Material:
= = =

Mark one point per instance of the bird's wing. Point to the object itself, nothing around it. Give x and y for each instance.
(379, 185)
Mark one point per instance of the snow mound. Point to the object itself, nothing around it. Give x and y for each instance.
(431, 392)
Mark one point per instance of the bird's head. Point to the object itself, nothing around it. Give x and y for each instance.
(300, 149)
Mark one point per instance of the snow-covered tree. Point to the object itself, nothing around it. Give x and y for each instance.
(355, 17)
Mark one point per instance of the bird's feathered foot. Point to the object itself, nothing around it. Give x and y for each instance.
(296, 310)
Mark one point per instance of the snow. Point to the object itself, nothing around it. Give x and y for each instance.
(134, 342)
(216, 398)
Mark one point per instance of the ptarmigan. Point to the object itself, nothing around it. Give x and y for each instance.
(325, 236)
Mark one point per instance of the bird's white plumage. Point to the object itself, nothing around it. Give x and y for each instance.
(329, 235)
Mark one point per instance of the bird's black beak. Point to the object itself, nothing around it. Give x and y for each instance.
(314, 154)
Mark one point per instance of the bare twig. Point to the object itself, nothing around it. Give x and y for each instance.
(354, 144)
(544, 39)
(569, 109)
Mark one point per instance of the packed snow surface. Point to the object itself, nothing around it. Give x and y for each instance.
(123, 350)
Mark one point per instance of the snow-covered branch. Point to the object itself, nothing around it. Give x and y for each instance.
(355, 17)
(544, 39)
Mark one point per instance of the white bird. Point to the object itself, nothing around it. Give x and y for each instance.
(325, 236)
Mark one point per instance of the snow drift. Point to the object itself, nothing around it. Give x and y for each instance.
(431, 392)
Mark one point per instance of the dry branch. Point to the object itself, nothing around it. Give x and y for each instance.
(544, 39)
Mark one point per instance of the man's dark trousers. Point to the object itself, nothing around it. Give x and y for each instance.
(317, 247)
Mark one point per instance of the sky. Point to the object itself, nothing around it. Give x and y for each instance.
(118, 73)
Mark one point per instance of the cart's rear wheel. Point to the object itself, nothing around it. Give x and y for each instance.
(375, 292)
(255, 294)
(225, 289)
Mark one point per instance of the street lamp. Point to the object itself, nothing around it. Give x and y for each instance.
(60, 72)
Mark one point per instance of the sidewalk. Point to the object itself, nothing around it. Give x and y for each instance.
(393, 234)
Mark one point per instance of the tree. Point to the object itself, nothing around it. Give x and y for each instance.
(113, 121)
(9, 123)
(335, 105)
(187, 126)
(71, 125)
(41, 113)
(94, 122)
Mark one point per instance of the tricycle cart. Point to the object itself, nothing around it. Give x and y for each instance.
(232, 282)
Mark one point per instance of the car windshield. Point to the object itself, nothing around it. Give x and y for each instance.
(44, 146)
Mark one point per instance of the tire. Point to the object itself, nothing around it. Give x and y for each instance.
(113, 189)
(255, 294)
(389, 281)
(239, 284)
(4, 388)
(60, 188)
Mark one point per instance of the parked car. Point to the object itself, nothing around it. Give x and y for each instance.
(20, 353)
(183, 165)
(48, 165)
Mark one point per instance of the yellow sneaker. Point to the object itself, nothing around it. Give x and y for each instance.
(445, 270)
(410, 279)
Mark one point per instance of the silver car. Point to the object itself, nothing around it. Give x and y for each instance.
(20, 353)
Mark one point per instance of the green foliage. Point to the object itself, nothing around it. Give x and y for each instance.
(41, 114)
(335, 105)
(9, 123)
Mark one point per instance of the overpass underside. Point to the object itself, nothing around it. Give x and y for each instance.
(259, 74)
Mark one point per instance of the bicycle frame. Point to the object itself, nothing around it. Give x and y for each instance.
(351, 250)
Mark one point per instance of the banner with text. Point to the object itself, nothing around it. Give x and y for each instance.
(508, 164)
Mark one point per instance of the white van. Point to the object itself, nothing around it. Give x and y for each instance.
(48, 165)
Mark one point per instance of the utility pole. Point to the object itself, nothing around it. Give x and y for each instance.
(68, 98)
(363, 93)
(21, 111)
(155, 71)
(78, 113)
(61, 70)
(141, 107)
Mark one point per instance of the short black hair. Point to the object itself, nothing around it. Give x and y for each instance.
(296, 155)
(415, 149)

= = =

Task prompt: Write out again, word for word, the part of the data that opens with the line containing "Mark one point per instance of the short" and runs to the end of the data.

Correct result:
Mark one point per instance of the short black hair. Point to the object itself, nothing around it. Give x and y for each instance.
(296, 155)
(415, 149)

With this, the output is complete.